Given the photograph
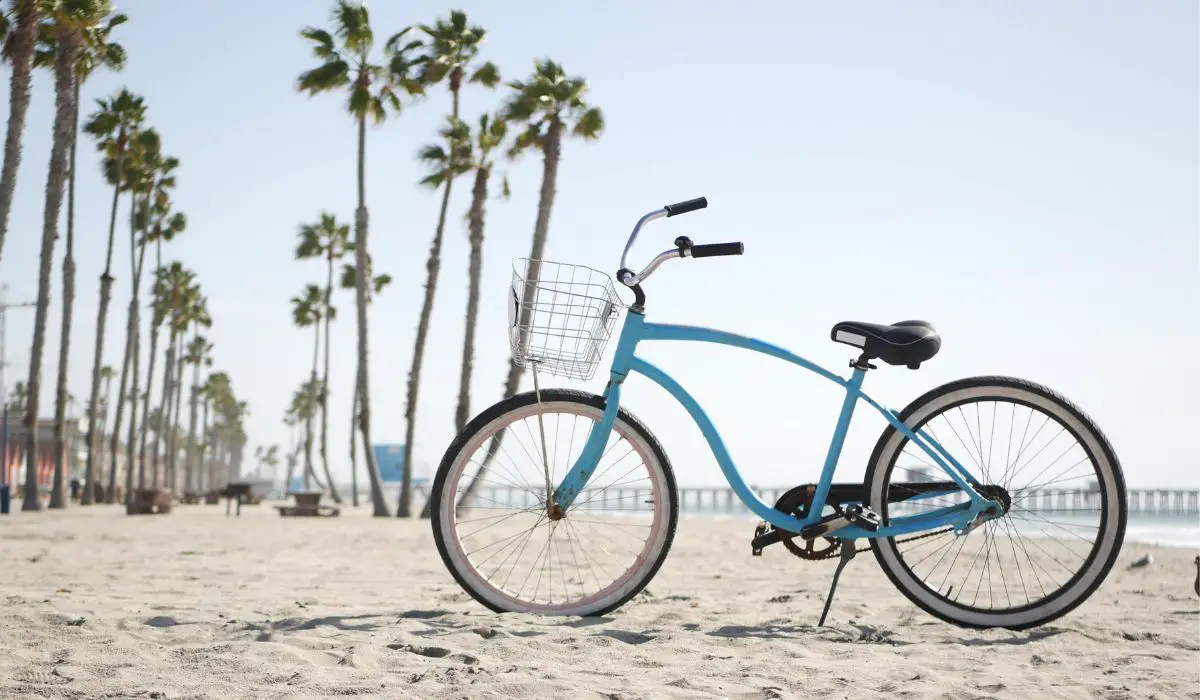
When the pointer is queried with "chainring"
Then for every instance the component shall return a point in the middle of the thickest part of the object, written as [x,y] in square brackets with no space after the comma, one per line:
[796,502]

○ ○ ○ ○ ○ ○ ○

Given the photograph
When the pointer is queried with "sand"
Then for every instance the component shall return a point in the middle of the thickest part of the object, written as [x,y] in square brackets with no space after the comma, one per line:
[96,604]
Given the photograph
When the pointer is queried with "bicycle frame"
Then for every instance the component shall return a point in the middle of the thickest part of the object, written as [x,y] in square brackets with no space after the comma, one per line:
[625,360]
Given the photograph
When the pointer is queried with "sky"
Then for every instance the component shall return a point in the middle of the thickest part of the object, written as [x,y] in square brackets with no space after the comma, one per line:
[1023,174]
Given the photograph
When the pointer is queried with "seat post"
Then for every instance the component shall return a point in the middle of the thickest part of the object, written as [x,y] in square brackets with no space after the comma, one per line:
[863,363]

○ ○ ○ ○ ○ ○ ○

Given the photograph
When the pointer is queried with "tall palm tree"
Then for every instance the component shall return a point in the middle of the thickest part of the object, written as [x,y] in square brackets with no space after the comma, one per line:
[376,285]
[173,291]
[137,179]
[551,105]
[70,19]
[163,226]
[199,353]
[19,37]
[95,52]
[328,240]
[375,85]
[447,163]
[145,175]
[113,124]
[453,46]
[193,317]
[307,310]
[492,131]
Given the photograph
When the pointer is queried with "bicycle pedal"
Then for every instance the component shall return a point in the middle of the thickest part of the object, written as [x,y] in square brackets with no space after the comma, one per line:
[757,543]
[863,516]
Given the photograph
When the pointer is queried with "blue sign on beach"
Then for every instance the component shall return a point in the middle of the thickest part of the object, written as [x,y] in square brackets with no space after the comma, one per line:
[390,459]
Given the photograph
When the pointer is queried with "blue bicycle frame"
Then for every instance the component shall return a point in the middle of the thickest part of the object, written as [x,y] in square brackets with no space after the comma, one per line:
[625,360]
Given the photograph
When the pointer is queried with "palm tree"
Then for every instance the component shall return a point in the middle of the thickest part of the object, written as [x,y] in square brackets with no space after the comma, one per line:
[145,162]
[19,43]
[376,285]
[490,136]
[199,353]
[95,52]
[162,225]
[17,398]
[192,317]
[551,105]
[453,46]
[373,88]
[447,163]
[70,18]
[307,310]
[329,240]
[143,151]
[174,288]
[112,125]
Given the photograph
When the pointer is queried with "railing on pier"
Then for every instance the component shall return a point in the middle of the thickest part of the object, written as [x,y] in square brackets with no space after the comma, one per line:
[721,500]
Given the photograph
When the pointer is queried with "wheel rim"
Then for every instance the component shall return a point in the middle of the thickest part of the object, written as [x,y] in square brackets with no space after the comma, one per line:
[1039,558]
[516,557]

○ ○ ○ ○ ○ ○ ○

Instructions for the task
Looking at each line of the records, count the ones where the word "palm" appears, and report only the count.

Task response
2